• [EXERCISE INSTRUCTIONS]:
Without the pictures, set down every record below exactly as it reads.

• [Region pointing data]:

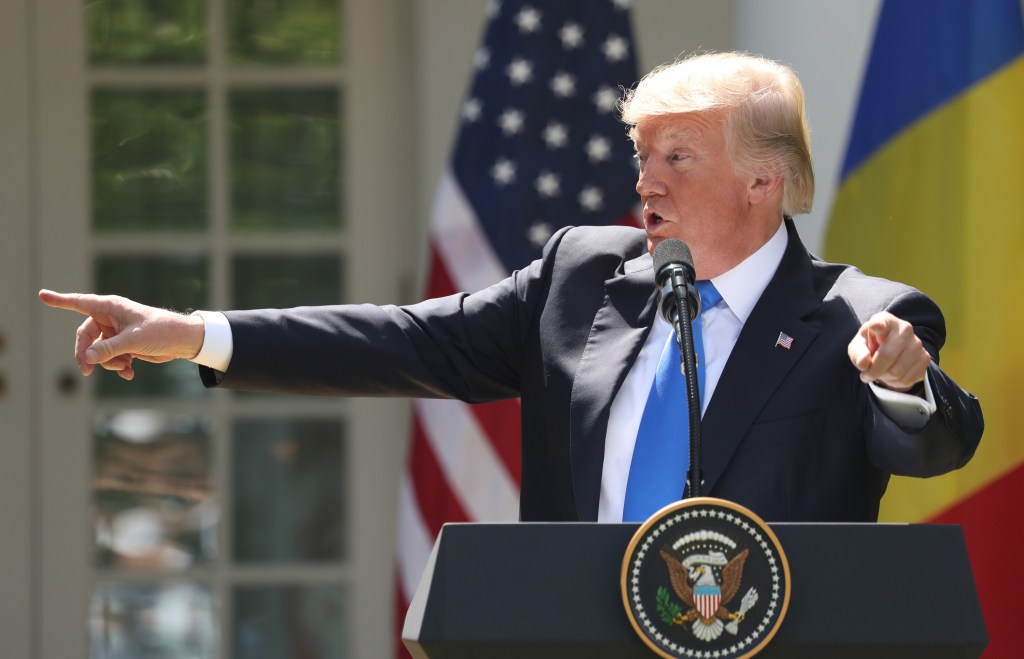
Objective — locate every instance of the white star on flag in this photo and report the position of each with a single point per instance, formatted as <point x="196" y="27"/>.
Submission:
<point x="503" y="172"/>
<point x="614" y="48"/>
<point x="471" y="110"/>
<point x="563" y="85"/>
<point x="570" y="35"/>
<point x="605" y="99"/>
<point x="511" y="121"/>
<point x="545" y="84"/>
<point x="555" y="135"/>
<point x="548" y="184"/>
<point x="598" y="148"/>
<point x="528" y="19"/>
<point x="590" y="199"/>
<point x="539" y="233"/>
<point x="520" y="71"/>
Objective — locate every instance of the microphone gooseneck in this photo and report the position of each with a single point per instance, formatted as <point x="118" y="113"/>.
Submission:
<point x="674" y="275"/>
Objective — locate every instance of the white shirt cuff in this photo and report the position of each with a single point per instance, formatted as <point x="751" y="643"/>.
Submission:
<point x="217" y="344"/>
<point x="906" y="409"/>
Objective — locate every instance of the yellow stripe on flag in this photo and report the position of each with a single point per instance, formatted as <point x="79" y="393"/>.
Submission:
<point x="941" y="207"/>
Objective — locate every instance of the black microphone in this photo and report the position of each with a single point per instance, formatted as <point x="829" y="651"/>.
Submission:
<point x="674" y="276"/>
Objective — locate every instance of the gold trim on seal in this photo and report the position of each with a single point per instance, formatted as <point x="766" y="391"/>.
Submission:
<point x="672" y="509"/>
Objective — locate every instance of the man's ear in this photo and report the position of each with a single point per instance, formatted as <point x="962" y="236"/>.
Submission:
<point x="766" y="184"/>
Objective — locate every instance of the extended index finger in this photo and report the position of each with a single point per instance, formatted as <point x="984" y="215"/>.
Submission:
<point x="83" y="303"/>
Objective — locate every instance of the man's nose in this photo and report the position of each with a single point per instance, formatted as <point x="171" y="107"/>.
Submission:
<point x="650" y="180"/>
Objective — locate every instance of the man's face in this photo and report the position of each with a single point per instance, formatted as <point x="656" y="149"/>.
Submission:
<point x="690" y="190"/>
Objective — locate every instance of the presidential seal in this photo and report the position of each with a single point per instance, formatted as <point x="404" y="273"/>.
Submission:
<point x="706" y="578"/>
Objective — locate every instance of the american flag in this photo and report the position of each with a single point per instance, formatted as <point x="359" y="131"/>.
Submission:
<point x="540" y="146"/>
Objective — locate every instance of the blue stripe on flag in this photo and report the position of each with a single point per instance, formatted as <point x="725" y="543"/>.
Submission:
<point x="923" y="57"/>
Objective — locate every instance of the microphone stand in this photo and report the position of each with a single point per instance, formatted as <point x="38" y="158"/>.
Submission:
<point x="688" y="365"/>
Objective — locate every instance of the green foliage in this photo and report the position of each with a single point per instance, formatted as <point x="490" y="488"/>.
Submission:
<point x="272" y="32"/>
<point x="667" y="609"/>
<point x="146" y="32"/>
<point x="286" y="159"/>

• [EXERCISE SOLUTION]:
Objective — locate every instance of the white star on flag in this photo and report the position of each with a single point per instance, formatted as <point x="196" y="27"/>.
Submission:
<point x="503" y="172"/>
<point x="614" y="48"/>
<point x="471" y="110"/>
<point x="563" y="85"/>
<point x="570" y="35"/>
<point x="605" y="99"/>
<point x="511" y="121"/>
<point x="545" y="84"/>
<point x="555" y="135"/>
<point x="548" y="184"/>
<point x="598" y="148"/>
<point x="528" y="19"/>
<point x="590" y="199"/>
<point x="539" y="233"/>
<point x="520" y="71"/>
Objective — locate every instance of the microphone gooseneck in this photo and report the position of each with a single point per instance, formatted as <point x="118" y="113"/>.
Submission:
<point x="674" y="275"/>
Objective — locate every instance of the white shirt cuff in this photo and report the position of each with a single point per instance, formatted as <point x="751" y="643"/>.
Submission:
<point x="217" y="344"/>
<point x="906" y="409"/>
Objective — locate every instance of the yellow stripe on flag in this photo and report the position of each with a single point per instance, formatted as <point x="79" y="393"/>.
Submission:
<point x="941" y="207"/>
Objective — locate every instance of the black microphone in this photo and report the position of each with a single point per instance, formatted as <point x="829" y="651"/>.
Submission:
<point x="674" y="276"/>
Objective — locate every instance of the gold trim on seal in this photo and report the position of each with a single point per instance, formatted as <point x="766" y="391"/>.
Submission:
<point x="672" y="509"/>
Objective — locate every instance of the man's ear in this photo and report the position of each with a single point per instance, formatted as <point x="962" y="236"/>.
Submission:
<point x="766" y="184"/>
Objective — locate every instance of the extended index finger in this photo and report the position of each with a single point per instance, formatted as <point x="984" y="215"/>.
Submission:
<point x="83" y="303"/>
Objective — locate every instance of the man's nose in this photo and report the position of each with a single point per instance, formatted as <point x="171" y="107"/>.
Submission:
<point x="650" y="180"/>
Objective — locate every instance of the man's face in this photo and report the position of each with a single point per instance, formatted as <point x="656" y="149"/>.
Submission:
<point x="690" y="190"/>
Objective — locate every instance of the presidential seal in this photo and report the position of each with a single point per instance, formatted as <point x="404" y="273"/>.
Submission:
<point x="706" y="578"/>
Objective — locate every instance of the american flag in this photo and report the position of each with a single point per instance, formatted as <point x="359" y="131"/>.
Submission:
<point x="540" y="146"/>
Objective — locate every instance of the blue stripe on flag in this photo and report the position of each with a single point per instance, formatted as <point x="725" y="543"/>.
Submission:
<point x="923" y="57"/>
Objective — locate every instance of the microphone stand in this photo and report the position of each with a single point per instance, formatted as <point x="38" y="158"/>.
Submission:
<point x="688" y="365"/>
Objective — locate every instance of the green foliage in this photo and report the position of each with a single point per instance, formatted as <point x="490" y="488"/>.
Submission:
<point x="272" y="32"/>
<point x="667" y="609"/>
<point x="146" y="32"/>
<point x="286" y="159"/>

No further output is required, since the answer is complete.